Task to carry out >>
Arrange every line of the material below as a numbered list, dropping any blank lines.

Pointing dataset records >>

--- START ---

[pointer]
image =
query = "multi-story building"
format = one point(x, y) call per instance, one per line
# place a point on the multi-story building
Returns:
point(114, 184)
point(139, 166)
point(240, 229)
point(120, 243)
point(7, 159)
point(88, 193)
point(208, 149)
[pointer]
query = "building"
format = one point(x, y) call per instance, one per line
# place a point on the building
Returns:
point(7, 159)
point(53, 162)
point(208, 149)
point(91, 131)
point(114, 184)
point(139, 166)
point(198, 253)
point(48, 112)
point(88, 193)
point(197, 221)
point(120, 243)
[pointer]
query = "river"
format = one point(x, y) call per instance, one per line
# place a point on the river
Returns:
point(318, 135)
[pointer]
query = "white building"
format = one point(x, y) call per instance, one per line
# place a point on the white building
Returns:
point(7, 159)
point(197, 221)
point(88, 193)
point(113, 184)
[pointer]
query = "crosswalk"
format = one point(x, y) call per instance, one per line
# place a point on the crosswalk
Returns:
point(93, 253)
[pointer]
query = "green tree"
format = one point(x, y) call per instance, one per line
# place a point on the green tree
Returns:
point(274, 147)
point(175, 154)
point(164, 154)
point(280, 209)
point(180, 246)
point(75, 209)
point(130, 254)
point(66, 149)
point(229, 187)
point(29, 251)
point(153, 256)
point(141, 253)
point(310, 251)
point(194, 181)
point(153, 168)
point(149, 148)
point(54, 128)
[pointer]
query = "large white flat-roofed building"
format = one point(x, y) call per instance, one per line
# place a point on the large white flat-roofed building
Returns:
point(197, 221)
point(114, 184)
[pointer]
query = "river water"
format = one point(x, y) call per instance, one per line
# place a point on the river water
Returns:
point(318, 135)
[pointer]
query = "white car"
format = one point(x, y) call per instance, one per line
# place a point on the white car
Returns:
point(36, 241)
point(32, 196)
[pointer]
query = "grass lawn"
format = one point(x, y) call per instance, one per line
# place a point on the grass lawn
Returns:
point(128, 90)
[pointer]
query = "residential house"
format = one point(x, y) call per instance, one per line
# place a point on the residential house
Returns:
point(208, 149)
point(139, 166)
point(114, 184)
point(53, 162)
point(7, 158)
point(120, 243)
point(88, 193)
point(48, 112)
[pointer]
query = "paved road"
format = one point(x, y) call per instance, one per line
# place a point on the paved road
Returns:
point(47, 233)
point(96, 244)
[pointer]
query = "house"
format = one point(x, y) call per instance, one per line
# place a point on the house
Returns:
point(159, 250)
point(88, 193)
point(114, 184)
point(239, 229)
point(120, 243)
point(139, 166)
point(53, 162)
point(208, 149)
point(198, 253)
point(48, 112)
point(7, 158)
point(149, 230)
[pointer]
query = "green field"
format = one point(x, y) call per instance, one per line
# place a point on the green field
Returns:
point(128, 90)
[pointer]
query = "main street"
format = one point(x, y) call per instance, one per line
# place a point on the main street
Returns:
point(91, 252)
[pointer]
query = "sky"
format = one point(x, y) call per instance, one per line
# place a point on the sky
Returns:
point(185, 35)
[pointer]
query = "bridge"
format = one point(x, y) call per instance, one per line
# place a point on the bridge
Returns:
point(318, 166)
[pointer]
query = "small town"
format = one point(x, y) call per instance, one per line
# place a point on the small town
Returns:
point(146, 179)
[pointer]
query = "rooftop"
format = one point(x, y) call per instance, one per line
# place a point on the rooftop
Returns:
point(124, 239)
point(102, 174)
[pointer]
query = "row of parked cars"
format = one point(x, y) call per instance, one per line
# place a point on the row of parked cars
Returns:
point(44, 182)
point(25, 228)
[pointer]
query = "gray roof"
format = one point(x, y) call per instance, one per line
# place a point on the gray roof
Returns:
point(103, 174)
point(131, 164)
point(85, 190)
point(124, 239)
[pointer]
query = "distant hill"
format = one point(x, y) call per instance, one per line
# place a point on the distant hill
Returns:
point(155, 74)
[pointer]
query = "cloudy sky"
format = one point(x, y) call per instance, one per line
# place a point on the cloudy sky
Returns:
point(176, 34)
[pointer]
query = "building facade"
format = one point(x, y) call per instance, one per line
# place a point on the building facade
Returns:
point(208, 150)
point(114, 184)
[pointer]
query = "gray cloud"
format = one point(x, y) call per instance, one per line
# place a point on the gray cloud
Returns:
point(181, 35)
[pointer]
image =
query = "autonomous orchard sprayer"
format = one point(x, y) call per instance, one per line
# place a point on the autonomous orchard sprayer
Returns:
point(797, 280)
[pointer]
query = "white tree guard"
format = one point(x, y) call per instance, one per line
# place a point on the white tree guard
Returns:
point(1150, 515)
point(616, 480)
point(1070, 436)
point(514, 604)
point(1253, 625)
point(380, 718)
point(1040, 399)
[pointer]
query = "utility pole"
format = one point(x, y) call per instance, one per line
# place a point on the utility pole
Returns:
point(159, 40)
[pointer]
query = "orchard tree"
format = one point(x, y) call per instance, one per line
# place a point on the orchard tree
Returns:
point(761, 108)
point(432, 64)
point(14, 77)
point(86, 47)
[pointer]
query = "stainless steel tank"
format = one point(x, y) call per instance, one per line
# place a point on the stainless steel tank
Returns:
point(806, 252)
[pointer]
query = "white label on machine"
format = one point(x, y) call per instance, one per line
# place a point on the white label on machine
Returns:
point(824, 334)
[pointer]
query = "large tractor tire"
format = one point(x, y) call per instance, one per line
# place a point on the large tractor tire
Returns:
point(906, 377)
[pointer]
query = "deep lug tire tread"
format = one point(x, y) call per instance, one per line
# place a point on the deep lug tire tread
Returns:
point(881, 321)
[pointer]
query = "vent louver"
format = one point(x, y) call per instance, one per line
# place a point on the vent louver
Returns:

--- END ---

Answer in full >>
1. [pointer]
2. image =
3. query = "multi-story building"
4. format = one point(x, y) call per instance, one per line
5. # place a point on the multi-story building
6. Returns:
7. point(114, 184)
8. point(139, 166)
9. point(240, 229)
10. point(120, 243)
11. point(7, 159)
12. point(88, 193)
13. point(208, 149)
14. [pointer]
15. query = "building"
16. format = one point(x, y) call per instance, one per line
17. # place a point on the building
18. Returns:
19. point(7, 159)
20. point(53, 162)
21. point(208, 149)
22. point(91, 131)
23. point(114, 184)
24. point(139, 166)
25. point(198, 253)
26. point(48, 112)
27. point(88, 193)
28. point(197, 221)
29. point(120, 243)
30. [pointer]
31. query = "river"
32. format = one point(x, y) call per instance, one per line
33. # place a point on the river
34. Returns:
35. point(318, 135)
36. [pointer]
37. query = "white building"
38. format = one point(x, y) call per instance, one per line
39. # place a point on the white building
40. Returns:
41. point(7, 159)
42. point(197, 221)
43. point(88, 193)
44. point(113, 184)
45. [pointer]
46. query = "crosswalk"
47. format = one point(x, y) call per instance, one per line
48. # place a point on the crosswalk
49. Returns:
50. point(93, 253)
51. [pointer]
52. query = "green tree"
53. format = one point(x, y) call per instance, one per line
54. # place a point on the green tree
55. Returns:
56. point(274, 147)
57. point(175, 154)
58. point(164, 154)
59. point(280, 209)
60. point(180, 246)
61. point(75, 209)
62. point(130, 254)
63. point(66, 149)
64. point(229, 187)
65. point(29, 251)
66. point(153, 256)
67. point(141, 253)
68. point(310, 251)
69. point(194, 181)
70. point(153, 168)
71. point(149, 148)
72. point(54, 128)
73. [pointer]
74. query = "large white flat-roofed building"
75. format = one point(x, y) call per instance, one per line
76. # place a point on the large white flat-roofed building
77. Returns:
78. point(197, 221)
79. point(114, 184)
80. [pointer]
81. query = "river water"
82. format = one point(x, y) call per instance, one per line
83. # place a point on the river water
84. Returns:
85. point(318, 135)
86. [pointer]
87. query = "white car"
88. format = one point(x, y) call per instance, one per line
89. # place a point on the white car
90. Returns:
91. point(36, 241)
92. point(32, 196)
93. [pointer]
94. query = "grass lawn"
95. format = one point(x, y) call per instance, one per line
96. # place a point on the grass lawn
97. Returns:
98. point(128, 90)
99. [pointer]
100. query = "residential house"
101. format = one point(x, y) call per instance, one per line
102. # place a point on the residential house
103. Returns:
104. point(208, 149)
105. point(139, 166)
106. point(114, 184)
107. point(53, 162)
108. point(7, 158)
109. point(120, 243)
110. point(88, 193)
111. point(48, 112)
112. [pointer]
113. query = "paved road"
114. format = one point(x, y) call per instance, one per line
115. # place a point on the paved road
116. Returns:
117. point(47, 233)
118. point(96, 244)
119. [pointer]
120. query = "house"
121. format = one point(x, y) call per instance, one per line
122. # place a point on the house
123. Returns:
124. point(159, 250)
125. point(88, 193)
126. point(114, 184)
127. point(239, 229)
128. point(120, 243)
129. point(139, 166)
130. point(53, 162)
131. point(208, 149)
132. point(198, 253)
133. point(48, 112)
134. point(7, 158)
135. point(149, 230)
136. [pointer]
137. query = "green field"
138. format = one point(x, y) call per instance, one per line
139. # place a point on the green field
140. Returns:
141. point(128, 90)
142. [pointer]
143. query = "main street"
144. format = one point(x, y) call per instance, one per line
145. # place a point on the main street
146. Returns:
147. point(91, 252)
148. [pointer]
149. query = "sky"
150. format = one point(x, y) call per instance, one per line
151. # place a point on the sky
152. Returns:
153. point(185, 35)
154. [pointer]
155. query = "bridge"
156. format = one point(x, y) call per instance, one per line
157. # place a point on the bridge
158. Returns:
159. point(318, 166)
160. [pointer]
161. query = "small town"
162. format = one point(x, y) call per instance, one per line
163. # place a point on the small town
164. Returns:
165. point(146, 179)
166. [pointer]
167. query = "rooftop"
168. format = one point(x, y) call per instance, one per line
169. # place a point on the rooftop
170. Returns:
171. point(124, 239)
172. point(102, 174)
173. [pointer]
174. query = "row of parked cars"
175. format = one point(x, y) call per instance, one per line
176. # place a point on the row of parked cars
177. Returns:
178. point(44, 182)
179. point(25, 228)
180. [pointer]
181. query = "gray roof"
182. format = one point(x, y) call per instance, one per line
183. # place a point on the gray roof
184. Returns:
185. point(103, 174)
186. point(131, 164)
187. point(85, 190)
188. point(124, 239)
189. [pointer]
190. query = "distant hill"
191. format = one point(x, y) call per instance, one per line
192. # place a point on the distant hill
193. Returns:
194. point(155, 74)
195. [pointer]
196. query = "cloudy sky"
197. format = one point(x, y) call per instance, one per line
198. # place a point on the cloudy sky
199. Returns:
200. point(176, 34)
201. [pointer]
202. query = "building facade"
203. format = one point(x, y) call per instance, one per line
204. # place a point on the building facade
205. Returns:
206. point(208, 150)
207. point(114, 184)
208. [pointer]
209. query = "gray cloud"
210. format = one point(x, y) call per instance, one per line
211. # place a point on the gray cloud
212. Returns:
213. point(181, 35)
214. [pointer]
215. image =
216. query = "autonomous orchard sprayer"
217. format = one point(x, y) call per instance, one per line
218. # place a point on the autonomous orchard sprayer
219. Returns:
220. point(797, 280)
221. [pointer]
222. query = "white tree guard"
223. format = one point(x, y) call per instance, one per line
224. # place a point on the white tree guard
225. Returns:
226. point(1150, 515)
227. point(616, 480)
228. point(1070, 436)
229. point(514, 604)
230. point(1253, 625)
231. point(380, 718)
232. point(1040, 399)
233. [pointer]
234. query = "utility pole"
235. format = one point(x, y) call per instance, one per line
236. # place a point on the utility pole
237. Returns:
238. point(159, 40)
239. [pointer]
240. query = "orchard tree"
241. format = one point(x, y) call per instance, one per line
242. # place a point on the orchard tree
243. Returns:
244. point(761, 108)
245. point(432, 64)
246. point(14, 77)
247. point(86, 47)
248. [pointer]
249. query = "stainless steel tank"
250. format = one point(x, y) call per instance, one per line
251. # place a point on the stainless steel tank
252. Returns:
253. point(806, 252)
254. [pointer]
255. query = "white label on machine"
256. format = one point(x, y) call per instance, one per line
257. # place a point on the white label on machine
258. Returns:
259. point(824, 334)
260. [pointer]
261. query = "large tractor tire"
262. format = one point(x, y) call per instance, one per line
263. # place a point on the large tractor tire
264. Returns:
265. point(906, 377)
266. [pointer]
267. query = "deep lug tire tread"
268. format = one point(x, y) call per instance, one per line
269. # place a point on the deep lug tire tread
270. Returns:
271. point(881, 321)
272. [pointer]
273. query = "vent louver"
274. format = one point(x, y) call per instance, one per line
275. # place a point on the vent louver
276. Returns:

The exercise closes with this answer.